[Extract to read]:
-- Start --
Posted by: inkinmyveins | March 17, 2009

Tchicha bel Khoubiz

Have you ever had a day, when you’ve been beset by a sudden, stubborn longing to travel to a particular place, come what may? Where you spend hours going from wishful thinking to rationalization and finally, determination; and somehow finally tackling this longing and accepting that a substitute would have to do, for now? No? Ah.

Anyhow, this happens to me a lot; I get the travel itch at the most inconvenient of times, and quite often at that; and most of those times have to be dealt with, as though they were real problems. Over the course of several years’ trial and error, I have found that cooking a dish native to the country I wish to visit culls the yearning a bit. A minuscule bit, but a bit, all the same. After that, it’s only about staying away from travel blogs and National Geographic. Sigh.

Recently, North Africa has been floating around in my mind; and uncannily, everywhere else too-tv, a random travel magazine I happened to pick up, some of the travel blogs I regularly peruse-ever noticed how sometimes you think of something and then you see it everywhere?! Weird, eh?!
-- End --
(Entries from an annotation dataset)
-- Start --
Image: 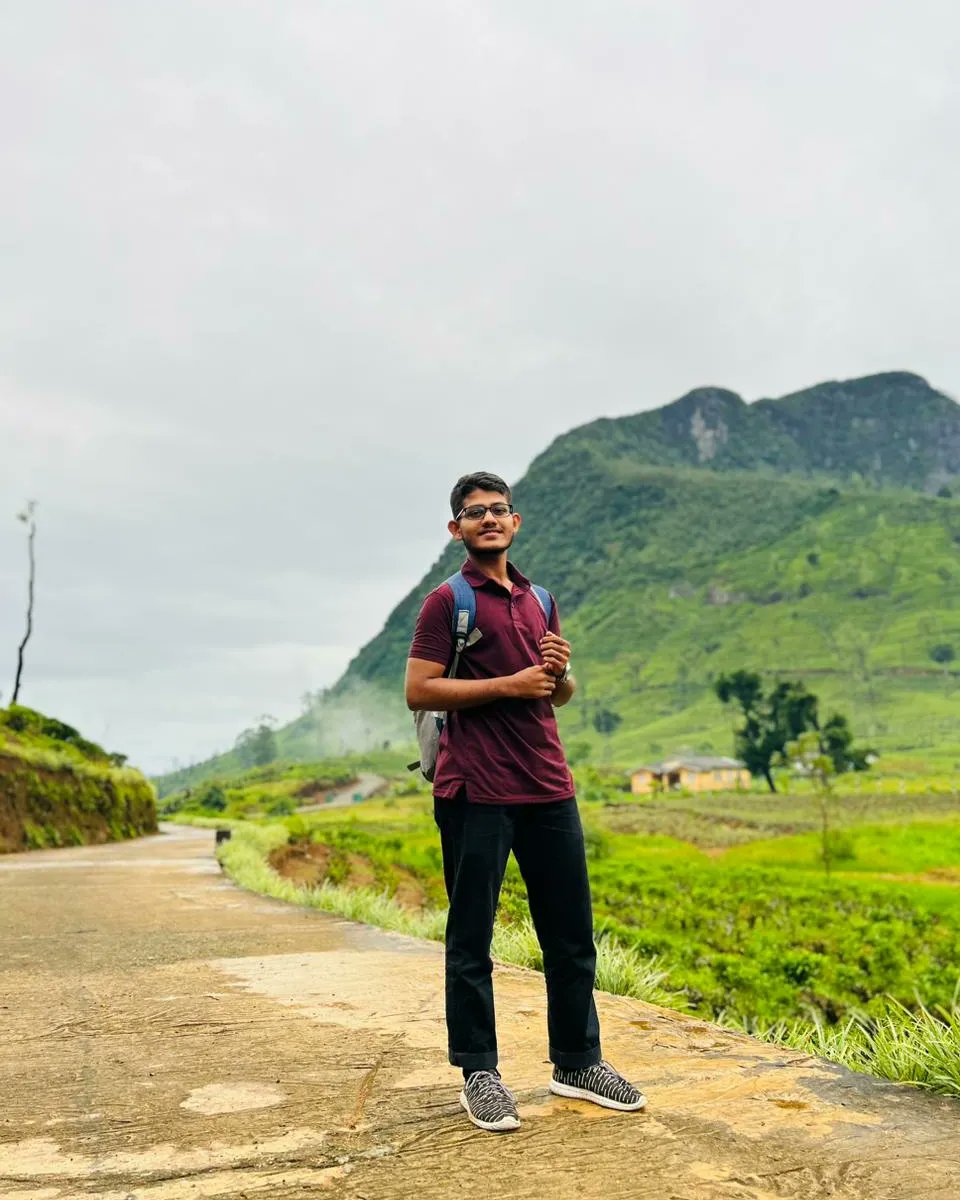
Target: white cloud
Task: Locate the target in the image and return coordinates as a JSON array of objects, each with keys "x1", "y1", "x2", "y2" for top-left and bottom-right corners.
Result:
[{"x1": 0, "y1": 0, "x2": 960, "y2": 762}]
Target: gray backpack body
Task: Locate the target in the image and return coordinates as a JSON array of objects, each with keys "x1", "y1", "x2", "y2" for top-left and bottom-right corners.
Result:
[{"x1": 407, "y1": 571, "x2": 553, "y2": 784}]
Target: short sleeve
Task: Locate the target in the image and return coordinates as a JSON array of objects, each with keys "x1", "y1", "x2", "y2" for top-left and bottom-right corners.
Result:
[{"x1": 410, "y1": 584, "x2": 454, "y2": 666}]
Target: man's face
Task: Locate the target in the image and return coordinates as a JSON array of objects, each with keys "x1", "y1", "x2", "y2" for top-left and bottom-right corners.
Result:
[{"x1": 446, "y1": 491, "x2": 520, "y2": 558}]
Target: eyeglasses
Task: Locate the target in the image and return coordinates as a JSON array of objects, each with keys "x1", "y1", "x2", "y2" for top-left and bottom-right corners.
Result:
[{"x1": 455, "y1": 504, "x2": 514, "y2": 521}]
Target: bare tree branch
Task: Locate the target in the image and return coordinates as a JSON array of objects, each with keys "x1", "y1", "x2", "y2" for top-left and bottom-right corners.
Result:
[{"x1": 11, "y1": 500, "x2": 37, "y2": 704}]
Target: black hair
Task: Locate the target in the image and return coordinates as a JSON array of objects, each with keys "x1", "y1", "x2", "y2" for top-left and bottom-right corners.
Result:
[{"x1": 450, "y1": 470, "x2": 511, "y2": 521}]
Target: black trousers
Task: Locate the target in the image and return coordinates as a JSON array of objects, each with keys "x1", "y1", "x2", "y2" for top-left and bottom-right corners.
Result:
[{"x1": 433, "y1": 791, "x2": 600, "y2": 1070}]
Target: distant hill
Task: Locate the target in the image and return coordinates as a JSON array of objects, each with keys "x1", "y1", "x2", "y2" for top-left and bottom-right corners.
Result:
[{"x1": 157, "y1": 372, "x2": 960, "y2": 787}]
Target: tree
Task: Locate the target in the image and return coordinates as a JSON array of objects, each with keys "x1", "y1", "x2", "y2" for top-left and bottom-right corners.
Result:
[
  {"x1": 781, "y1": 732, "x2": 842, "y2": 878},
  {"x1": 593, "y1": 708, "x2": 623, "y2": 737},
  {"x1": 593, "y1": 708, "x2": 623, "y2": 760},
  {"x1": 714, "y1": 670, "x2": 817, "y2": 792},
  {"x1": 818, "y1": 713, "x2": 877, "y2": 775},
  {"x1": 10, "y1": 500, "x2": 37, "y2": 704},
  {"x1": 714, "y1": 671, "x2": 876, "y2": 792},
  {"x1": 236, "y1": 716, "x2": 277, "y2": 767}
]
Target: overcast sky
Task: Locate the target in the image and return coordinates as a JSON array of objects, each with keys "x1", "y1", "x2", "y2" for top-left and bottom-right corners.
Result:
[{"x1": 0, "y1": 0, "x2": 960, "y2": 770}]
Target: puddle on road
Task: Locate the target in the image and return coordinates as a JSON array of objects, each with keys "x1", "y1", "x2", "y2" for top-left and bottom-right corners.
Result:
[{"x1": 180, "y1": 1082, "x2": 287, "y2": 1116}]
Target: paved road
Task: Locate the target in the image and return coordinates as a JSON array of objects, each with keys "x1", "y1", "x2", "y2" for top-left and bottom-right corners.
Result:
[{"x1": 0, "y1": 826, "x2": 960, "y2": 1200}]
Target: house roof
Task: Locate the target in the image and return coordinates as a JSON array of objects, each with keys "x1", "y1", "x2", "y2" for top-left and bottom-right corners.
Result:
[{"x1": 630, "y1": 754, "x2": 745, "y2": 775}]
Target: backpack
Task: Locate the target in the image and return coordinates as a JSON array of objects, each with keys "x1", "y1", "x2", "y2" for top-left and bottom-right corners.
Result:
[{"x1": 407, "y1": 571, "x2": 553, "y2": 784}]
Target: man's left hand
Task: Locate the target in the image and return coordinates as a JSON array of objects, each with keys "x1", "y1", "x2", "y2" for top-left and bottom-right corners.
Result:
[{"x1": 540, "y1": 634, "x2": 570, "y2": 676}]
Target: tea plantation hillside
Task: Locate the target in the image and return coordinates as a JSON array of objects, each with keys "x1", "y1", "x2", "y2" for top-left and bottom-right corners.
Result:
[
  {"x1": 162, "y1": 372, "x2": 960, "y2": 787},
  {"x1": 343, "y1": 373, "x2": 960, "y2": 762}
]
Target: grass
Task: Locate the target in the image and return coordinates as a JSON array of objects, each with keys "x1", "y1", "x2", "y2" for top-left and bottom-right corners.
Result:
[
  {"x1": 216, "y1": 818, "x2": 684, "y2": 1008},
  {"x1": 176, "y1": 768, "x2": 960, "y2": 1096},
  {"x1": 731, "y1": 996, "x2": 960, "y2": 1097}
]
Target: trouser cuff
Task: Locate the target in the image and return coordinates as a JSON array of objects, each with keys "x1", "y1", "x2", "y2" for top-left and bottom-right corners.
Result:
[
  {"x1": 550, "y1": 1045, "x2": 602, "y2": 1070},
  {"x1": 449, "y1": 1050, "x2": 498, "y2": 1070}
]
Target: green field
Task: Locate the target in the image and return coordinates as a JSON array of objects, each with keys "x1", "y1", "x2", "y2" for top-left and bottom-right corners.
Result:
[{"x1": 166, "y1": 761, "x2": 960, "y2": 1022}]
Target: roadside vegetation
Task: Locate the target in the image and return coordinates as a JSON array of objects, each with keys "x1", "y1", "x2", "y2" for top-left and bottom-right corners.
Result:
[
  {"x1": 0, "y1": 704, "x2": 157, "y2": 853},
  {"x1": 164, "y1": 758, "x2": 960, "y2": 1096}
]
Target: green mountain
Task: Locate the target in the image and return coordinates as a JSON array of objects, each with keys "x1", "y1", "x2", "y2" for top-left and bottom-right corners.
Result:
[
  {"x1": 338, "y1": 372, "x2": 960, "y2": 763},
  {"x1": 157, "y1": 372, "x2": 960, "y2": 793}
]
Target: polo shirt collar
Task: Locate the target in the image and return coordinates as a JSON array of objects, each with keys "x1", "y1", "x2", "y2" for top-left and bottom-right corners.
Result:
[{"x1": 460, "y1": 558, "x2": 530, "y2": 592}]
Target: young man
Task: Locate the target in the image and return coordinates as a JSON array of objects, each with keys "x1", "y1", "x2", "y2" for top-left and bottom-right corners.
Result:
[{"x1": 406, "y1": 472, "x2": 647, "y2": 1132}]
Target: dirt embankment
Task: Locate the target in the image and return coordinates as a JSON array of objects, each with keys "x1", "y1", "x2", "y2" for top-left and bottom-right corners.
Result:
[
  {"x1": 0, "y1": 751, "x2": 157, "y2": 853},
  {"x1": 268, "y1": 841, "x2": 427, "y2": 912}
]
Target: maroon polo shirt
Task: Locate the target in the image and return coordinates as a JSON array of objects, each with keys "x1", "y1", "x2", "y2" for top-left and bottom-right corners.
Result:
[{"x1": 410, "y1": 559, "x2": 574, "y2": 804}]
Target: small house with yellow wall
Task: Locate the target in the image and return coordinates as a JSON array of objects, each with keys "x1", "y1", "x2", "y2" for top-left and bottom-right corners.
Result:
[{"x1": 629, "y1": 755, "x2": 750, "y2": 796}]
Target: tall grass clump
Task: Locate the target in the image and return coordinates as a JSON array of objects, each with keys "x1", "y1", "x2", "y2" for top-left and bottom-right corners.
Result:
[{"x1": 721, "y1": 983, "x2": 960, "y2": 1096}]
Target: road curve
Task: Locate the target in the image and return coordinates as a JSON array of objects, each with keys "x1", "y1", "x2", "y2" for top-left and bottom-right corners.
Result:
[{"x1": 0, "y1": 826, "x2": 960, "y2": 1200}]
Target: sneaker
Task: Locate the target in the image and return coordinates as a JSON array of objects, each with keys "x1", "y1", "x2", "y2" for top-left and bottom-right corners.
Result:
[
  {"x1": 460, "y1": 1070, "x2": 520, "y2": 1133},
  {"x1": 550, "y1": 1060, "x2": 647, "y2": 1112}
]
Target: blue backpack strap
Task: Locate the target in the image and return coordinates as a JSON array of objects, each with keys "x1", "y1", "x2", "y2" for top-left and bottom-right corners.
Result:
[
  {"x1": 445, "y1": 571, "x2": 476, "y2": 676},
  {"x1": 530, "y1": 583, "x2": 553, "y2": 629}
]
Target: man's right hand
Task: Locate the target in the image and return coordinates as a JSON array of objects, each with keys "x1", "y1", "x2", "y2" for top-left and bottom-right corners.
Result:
-- End --
[Task requirements]:
[1] Summarize the blog post about the travel itch in two sentences.
[2] Pick up the blog post about the travel itch after its last sentence and keep writing it.

[Answers for this exercise]:
[1] The writer often feels a sudden, stubborn urge to travel to a particular place at inconvenient times, and has found over years of trial and error that cooking a dish native to that country eases the longing a little. Lately North Africa has been on the writer's mind and seemingly everywhere else too, from television to a random travel magazine and regularly read travel blogs.

[2]
So North Africa, yea. I’ve long harbored a desire to go to Morocco; always wanted to snap a photo of that ubiquitous one of a souk, with all its multicolored spices and the one by the ocean where the heat rising off the ground is almost palpable. I fancy browsing through beautifully crafted ceramics and brass ware, and enjoying  sweet mint tea, rich pastries ever so delicately scented with rose and orange blossom water and luscious Medjool dates; running my hands through lovely silks and artisan fabrics and getting a glimpse of Bedouin culture. And lately, I’ve been very interested in Algeria as well; with its Moorish history and  Rai music.

The cuisine of both countries is not too dissimilar, although I’m sure there are always those minute regional differences only a native could discern.  I’m a big fan of couscous in any form, and a Tagine is a common enough dinner meal at the household. But I needed something new, substantial, but new, to keep me from sinking into self-pity for not being able to make the trip yet. And so, I hit upon Tcicha bel Khoubiz.

tchicha

If there is anything that keeps me from preparing North African inspired cuisine regularly, it’s the time consuming aspect. I suppose I could get around that by going with instant couscous; or a couscousier, for that matter, but you know me, little Ms. complicated. It was a sort of jackpot then that I discovered Tchicha bel Khoubiz , or Bulghur with Greens. The very idea of combining Bulghur with leafy greens in a warm, spicy broth sounded fantastic, and I got cracking. Morocco and coastal Oran in Algeria can wait. Here was a Casbah delight at arm’s length. And best of all, I found another way to cook with bulghur!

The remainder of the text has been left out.